Begin Selected passage
This week we’re making a drink named after the fanciest college in America, the Sarah Lawrence! Sorry, no, it’s the Harvard. Plus there’s a shameless plug for a new book…

This week we’re making a drink named after the fanciest college in America, the Sarah Lawrence! Sorry, no, it’s the Harvard. Plus there’s a shameless plug for a new book called The Cocktail Dictionary

In January 2019, I started writing, with help from Adam and Annie, a weekly cocktail column for this blog. The first entry was the Brooklyn. Since then I was asked by Mitchell Beazley to do The Cocktail Dictionary, part of a series of booze books like The Whisky Dictionary, The Tequila Dictionary, you get the idea. And now it’s here! It’s an A-Z of drinks with entries on shaking, ice, equipment etc. Not only are the words top quality but it has witty illustrations by George Wyesol. 

Anyway, that’s enough shameless plugging. Let’s talk cocktails. This week we’re making the Harvard, part of a series of old time drinks named after Ivy League universities such as the Princeton, the Yale, and erm, the Brown. It’s rather like a Manhattan but made with Cognac instead of bourbon, and then diluted with a splash of soda. The Harvard may actually predate the Manhattan, however. Many cocktails were originally made with brandy. Cognac was king in the 19th century but its preeminence among spirits was destroyed by phylloxera, the vine-eating louse that wrecked Europe’s vineyards. British drinkers switched to blended Scotch whisky and American cocktail enthusiasts switched to bourbon or rye. So the Harvard is a little taste of what Americans were drinking in the 1880s.
End Selected passage
Begin Rows
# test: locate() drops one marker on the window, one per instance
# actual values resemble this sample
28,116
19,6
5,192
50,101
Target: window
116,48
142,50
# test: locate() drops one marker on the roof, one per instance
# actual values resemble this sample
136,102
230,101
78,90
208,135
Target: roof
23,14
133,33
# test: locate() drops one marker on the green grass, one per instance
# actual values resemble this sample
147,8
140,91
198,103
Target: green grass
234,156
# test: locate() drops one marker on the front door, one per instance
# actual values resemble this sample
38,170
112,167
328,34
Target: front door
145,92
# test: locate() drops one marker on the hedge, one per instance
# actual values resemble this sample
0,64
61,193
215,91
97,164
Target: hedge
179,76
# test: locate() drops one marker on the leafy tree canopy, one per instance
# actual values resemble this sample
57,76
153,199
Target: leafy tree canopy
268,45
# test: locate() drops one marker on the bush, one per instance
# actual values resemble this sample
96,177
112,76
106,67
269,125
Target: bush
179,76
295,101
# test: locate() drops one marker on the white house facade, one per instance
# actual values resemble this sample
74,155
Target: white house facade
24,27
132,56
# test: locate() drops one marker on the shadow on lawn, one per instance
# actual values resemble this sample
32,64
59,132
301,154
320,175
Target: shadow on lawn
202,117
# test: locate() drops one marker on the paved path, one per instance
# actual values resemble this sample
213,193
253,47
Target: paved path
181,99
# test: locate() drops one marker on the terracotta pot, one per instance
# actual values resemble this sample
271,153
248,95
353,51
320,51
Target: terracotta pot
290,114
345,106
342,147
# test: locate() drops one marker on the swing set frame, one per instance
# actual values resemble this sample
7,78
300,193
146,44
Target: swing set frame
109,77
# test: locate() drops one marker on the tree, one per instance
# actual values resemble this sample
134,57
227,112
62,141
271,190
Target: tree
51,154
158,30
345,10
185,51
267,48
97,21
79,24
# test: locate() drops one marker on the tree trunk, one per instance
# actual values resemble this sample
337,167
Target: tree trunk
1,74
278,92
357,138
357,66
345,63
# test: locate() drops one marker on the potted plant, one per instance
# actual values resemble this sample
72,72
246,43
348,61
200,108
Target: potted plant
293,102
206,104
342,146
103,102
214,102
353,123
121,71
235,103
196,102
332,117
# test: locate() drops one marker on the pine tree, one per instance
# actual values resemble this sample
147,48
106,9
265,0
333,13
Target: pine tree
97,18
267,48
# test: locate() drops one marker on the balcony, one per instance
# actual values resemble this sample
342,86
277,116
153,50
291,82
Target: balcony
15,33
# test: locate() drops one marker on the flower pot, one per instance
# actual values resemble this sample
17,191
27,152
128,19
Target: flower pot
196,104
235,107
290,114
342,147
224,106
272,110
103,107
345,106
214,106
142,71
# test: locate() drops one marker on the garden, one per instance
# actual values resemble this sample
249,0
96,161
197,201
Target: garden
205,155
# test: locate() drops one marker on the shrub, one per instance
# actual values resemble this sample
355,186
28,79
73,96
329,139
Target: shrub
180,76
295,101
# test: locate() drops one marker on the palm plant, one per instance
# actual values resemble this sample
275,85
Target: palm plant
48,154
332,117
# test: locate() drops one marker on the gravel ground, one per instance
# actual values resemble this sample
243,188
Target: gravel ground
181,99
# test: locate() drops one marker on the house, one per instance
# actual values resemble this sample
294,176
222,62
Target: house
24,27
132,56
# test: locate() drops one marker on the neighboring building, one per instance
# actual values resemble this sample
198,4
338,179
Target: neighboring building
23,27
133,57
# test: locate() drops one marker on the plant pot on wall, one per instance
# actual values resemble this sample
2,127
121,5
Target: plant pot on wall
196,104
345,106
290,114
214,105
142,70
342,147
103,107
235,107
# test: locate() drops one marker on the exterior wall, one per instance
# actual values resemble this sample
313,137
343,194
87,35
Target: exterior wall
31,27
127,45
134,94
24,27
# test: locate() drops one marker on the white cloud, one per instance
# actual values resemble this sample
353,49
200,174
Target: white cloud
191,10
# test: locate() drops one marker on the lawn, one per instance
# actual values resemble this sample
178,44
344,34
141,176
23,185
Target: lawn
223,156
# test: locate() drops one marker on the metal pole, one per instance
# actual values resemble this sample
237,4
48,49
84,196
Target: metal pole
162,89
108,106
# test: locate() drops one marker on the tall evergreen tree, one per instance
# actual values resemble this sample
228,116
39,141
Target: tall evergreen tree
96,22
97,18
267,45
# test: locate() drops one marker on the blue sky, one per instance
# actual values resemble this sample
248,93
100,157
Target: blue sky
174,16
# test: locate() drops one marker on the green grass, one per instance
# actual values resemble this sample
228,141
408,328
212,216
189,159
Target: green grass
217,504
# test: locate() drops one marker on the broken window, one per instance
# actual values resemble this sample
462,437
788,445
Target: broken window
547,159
End Rows
_Request_:
Write what comes next in the cocktail column about the Harvard, starting after its final sentence. The records were drawn from a separate source than the cocktail column.

_Task answer_:
Just one of the excellent illustrations by George Wyesol

As with all cocktails, there are lots of ways to make it. In some recipes, the Harvard is just a Manhattan but made with brandy instead of bourbon or rye, and very nice it is too made like that. According to David Embury in his Fine Art of Mixing Drinks (1948), if you use orange bitters it’s a Harvard but if you use Angostura, it’s a Delmonico try asking for that one in your local bar. Other versions call for sugar syrup, lemon juice and even grenadine (!) which sounds much too sweet. Harry Craddock in The Savoy Cocktail Book (1935) makes his with half brandy and half vermouth with a dash of sugar syrup and two dashes of Angostura. But earlier still, George J. Kappeler Modern American Drinks (1895) was adding a splash of soda which is how we’re going to do it today. It makes it more accessible than a Manhattan and the dilution brings out the fruit in the brandy. You could even, in the summer, up the soda quotient and serve it as a Highball-type thing. But the evenings are getting cold now, so we’re not going to do that.

Traditionally Cognac would have been used but I’m using Janneau VSOP Armagnac which is very fruity and with a wine-like tang. It’s a very superior brandy for the money. Instead of Italian vermouth, I’m using Gonzalez Byass La Copa from Spain. This is made with PX sherry so it’s really quite sweet. Too sweet, I find, to drink on its own but works beautifully in booze-heavy cocktails. You really don’t need any sugar syrup. After a bit of experimentation, I found that adding the soda in two stages kept some fizz without warming up the drink. Finally bitters, the recipe in the book doesn’t call for bitters, but it’s a nice addition. Angostura or orange, it’s up to you.

Are you a Harvard man?

Right, got your ingredients ready? Let’s Harvard! Oh, and here’s a final plug for the book: The Cocktail Dictionary: An A–Z of cocktail recipes, from Daiquiri and Negroni to Martini and Spritz by Henry Jeffreys is published by Mitchell Beazley, £15.99. Totally shameless.

60ml Janneau VSOP Armagnac
30ml Gonzalez-Byass La Copa vermouth
Two dashes of Angostura bitters (optional)
30ml soda water (ideally chilled)

Add the first three ingredients and half the soda, a splash, to an ice-filled cocktail shaker. Stir for 30 seconds until well chilled. Strain into a chilled coupette or Martini glass, add another splash of soda water and garnish with an orange twist.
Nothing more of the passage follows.